> **Point placement records**
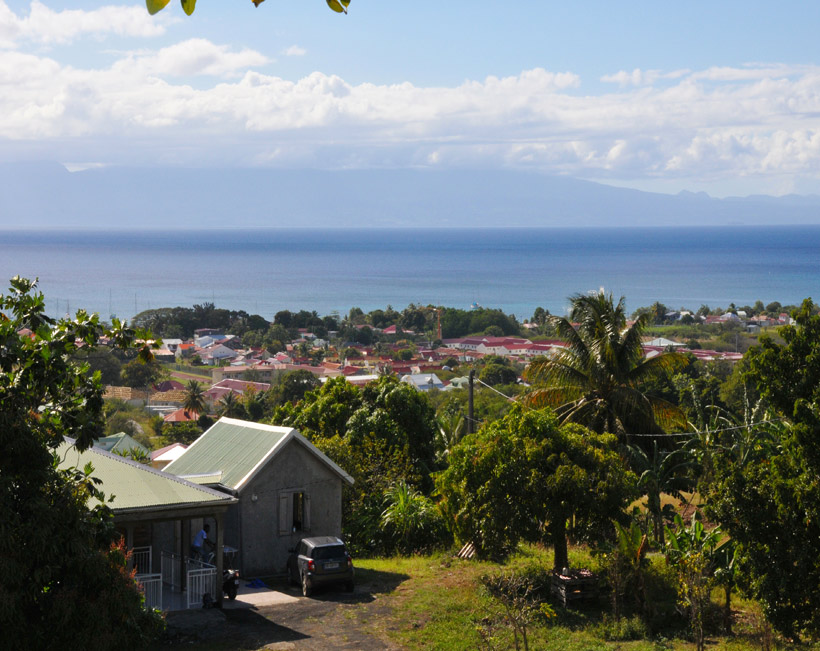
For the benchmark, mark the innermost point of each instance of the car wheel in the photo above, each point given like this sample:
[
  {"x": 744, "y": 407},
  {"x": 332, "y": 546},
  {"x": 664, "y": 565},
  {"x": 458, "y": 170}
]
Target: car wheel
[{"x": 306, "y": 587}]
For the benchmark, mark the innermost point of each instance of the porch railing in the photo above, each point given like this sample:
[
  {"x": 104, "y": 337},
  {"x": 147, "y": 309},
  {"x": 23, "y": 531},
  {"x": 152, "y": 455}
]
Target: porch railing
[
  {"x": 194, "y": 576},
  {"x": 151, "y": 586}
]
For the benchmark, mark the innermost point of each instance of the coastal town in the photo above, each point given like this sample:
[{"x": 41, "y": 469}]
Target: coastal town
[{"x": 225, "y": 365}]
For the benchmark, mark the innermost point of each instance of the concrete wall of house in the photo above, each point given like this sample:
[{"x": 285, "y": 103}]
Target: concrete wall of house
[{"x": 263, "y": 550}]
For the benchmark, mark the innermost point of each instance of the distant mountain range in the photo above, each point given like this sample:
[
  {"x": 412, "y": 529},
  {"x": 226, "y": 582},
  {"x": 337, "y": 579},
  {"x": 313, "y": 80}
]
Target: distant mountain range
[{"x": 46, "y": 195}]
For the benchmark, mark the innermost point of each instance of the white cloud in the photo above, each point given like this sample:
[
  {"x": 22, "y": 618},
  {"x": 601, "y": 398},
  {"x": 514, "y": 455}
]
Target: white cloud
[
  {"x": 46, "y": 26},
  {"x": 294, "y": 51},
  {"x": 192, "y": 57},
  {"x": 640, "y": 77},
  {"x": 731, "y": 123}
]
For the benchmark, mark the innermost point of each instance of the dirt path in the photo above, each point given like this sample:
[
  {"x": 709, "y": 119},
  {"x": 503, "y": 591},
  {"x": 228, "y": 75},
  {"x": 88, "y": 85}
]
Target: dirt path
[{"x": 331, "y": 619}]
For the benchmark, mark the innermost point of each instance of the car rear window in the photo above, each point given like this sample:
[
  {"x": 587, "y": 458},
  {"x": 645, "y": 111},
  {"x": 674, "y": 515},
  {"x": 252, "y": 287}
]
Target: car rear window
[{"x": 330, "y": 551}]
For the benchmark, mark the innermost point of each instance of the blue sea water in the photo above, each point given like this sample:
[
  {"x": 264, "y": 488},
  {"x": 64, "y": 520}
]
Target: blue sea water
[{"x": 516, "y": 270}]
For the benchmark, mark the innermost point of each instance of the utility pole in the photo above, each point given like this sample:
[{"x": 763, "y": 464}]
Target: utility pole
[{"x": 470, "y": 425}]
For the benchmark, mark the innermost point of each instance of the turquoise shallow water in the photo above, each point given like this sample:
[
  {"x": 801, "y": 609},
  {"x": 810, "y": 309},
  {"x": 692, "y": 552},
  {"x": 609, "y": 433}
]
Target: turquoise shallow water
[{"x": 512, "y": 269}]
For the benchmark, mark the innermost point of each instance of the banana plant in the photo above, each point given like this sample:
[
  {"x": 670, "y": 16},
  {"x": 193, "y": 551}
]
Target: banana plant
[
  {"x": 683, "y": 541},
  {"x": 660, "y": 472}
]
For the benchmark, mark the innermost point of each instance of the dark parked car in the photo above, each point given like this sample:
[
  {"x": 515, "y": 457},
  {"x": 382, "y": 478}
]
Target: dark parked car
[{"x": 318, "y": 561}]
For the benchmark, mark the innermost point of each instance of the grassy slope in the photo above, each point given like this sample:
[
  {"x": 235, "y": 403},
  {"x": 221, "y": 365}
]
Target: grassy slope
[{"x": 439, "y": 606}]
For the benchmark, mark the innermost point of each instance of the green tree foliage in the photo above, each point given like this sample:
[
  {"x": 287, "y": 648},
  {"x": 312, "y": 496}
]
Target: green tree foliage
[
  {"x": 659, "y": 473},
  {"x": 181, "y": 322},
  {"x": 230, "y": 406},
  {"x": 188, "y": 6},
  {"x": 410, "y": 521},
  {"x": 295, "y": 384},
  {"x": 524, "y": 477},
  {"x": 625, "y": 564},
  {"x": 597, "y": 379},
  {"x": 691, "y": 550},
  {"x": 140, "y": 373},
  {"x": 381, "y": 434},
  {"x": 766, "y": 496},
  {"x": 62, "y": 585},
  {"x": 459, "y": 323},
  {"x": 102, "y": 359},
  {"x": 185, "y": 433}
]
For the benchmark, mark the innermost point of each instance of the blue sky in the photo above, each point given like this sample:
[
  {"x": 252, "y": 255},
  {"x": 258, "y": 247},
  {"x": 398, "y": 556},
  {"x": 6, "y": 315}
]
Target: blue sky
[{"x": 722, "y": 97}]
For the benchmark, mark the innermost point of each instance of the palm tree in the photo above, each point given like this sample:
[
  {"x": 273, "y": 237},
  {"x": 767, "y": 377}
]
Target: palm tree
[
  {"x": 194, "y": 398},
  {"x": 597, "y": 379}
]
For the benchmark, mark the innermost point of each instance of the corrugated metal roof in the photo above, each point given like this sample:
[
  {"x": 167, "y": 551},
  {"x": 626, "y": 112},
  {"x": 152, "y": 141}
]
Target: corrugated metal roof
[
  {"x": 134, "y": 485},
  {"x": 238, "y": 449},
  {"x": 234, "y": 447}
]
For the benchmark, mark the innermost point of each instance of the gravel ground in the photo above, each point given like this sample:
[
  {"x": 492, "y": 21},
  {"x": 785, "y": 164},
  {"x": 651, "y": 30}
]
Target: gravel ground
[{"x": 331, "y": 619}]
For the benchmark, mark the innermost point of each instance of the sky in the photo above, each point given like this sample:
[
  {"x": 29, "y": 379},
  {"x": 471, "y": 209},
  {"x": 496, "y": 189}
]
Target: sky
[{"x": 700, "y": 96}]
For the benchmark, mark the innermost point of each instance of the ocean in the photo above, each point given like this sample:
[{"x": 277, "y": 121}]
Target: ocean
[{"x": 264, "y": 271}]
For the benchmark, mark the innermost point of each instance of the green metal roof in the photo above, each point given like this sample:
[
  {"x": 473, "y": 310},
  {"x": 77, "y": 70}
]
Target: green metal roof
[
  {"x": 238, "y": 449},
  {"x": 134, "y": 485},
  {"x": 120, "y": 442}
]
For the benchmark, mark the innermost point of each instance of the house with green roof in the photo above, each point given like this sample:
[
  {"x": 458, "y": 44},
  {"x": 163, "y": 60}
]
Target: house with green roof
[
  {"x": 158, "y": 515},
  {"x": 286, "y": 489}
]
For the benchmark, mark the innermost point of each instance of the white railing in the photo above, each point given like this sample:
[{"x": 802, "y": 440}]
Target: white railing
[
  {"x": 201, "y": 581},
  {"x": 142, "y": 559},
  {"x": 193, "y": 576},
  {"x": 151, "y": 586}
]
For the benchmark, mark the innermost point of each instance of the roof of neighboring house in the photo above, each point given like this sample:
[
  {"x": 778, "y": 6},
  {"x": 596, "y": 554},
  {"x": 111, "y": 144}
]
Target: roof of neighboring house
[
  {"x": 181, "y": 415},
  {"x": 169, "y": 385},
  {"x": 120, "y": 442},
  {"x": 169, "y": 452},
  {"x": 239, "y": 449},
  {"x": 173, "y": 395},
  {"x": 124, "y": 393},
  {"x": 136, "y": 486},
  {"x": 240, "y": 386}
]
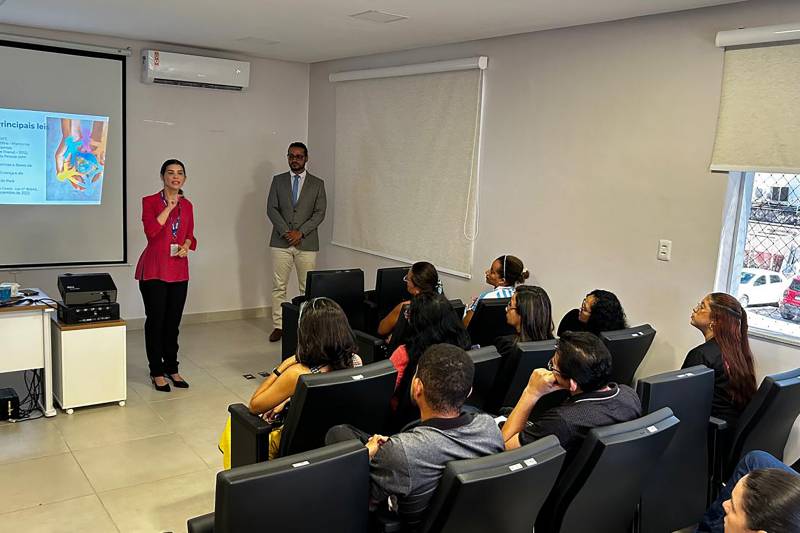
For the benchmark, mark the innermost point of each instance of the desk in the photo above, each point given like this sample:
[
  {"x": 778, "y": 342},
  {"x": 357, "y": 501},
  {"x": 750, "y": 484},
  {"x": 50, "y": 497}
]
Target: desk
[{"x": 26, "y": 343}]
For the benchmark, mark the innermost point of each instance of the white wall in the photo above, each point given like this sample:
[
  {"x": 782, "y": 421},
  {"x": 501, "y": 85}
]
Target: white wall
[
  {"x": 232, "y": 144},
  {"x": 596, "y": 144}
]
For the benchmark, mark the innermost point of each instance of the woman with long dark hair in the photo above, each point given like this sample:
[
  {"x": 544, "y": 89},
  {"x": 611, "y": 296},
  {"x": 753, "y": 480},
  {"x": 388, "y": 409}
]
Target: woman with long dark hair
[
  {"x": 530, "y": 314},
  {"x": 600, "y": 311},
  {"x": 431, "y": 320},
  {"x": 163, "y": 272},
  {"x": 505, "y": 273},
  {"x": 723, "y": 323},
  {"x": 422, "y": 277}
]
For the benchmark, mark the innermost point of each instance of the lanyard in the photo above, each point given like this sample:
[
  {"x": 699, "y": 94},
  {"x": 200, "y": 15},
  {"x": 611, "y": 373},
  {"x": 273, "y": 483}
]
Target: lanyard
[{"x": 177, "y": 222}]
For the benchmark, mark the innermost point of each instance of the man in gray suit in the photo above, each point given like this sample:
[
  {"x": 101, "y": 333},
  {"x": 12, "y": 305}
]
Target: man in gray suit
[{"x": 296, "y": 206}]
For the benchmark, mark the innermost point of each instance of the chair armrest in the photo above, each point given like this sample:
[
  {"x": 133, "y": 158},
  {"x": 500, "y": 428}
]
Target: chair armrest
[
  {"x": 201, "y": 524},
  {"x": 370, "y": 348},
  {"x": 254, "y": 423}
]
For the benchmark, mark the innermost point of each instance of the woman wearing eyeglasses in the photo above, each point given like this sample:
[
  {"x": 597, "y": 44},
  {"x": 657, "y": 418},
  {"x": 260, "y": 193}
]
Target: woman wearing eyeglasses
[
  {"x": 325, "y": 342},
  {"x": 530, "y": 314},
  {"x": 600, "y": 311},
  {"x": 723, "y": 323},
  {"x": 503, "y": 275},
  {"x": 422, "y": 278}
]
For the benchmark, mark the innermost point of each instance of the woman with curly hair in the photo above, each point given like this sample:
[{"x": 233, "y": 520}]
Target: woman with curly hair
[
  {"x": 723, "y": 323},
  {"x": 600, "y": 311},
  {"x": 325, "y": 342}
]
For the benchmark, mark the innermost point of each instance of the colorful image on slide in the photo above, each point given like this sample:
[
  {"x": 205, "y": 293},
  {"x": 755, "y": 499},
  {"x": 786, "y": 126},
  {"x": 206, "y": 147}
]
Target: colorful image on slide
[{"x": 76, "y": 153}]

--

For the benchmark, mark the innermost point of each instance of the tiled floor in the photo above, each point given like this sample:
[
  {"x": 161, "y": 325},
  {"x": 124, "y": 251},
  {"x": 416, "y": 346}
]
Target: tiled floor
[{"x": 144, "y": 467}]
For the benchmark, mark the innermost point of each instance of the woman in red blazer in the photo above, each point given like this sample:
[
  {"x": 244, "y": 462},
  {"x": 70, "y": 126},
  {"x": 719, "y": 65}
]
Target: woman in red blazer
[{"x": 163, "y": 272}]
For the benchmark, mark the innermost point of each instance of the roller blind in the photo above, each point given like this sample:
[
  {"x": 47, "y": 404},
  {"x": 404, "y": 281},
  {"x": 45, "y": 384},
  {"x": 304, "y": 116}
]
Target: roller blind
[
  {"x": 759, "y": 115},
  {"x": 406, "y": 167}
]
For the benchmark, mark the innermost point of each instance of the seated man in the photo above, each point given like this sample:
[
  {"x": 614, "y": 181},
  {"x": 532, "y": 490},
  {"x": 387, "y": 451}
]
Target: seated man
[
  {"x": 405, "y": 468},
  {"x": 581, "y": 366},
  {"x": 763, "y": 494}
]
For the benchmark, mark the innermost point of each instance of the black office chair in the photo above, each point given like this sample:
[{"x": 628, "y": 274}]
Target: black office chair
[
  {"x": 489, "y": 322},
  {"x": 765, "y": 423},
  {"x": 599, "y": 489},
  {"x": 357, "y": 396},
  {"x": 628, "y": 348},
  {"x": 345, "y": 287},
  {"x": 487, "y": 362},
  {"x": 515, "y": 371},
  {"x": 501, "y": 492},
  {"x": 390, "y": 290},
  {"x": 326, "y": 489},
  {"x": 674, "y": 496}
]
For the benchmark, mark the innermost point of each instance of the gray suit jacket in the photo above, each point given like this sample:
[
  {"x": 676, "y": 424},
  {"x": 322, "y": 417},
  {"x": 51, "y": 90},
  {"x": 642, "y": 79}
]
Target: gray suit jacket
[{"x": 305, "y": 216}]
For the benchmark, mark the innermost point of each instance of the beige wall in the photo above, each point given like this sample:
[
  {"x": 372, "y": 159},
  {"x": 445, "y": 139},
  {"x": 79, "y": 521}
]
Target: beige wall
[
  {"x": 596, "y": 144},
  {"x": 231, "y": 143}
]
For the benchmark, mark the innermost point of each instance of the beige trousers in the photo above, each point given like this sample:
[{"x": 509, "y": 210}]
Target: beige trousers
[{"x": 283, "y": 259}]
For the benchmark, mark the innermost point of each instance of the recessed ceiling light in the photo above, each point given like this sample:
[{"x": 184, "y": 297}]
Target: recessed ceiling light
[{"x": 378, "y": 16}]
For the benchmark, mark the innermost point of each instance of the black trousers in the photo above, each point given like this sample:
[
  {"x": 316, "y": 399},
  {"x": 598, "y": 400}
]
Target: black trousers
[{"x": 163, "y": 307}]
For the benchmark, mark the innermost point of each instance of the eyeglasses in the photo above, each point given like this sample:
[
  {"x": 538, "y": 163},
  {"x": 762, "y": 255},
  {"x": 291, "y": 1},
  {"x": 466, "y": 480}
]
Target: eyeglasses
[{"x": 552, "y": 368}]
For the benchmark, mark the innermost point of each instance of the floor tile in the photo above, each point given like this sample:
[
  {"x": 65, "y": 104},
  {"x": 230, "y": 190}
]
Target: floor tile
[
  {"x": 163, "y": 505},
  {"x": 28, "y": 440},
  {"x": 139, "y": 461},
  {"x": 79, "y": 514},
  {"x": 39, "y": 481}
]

> **PROBLEM**
Filter the items above down to every line that contains the word "seated", matching case exactly.

> **REPLY TO THE TASK**
For the benchmark, mark the innermost point of each instance of the seated man in the photo above, each point given like this sample:
Target: seated man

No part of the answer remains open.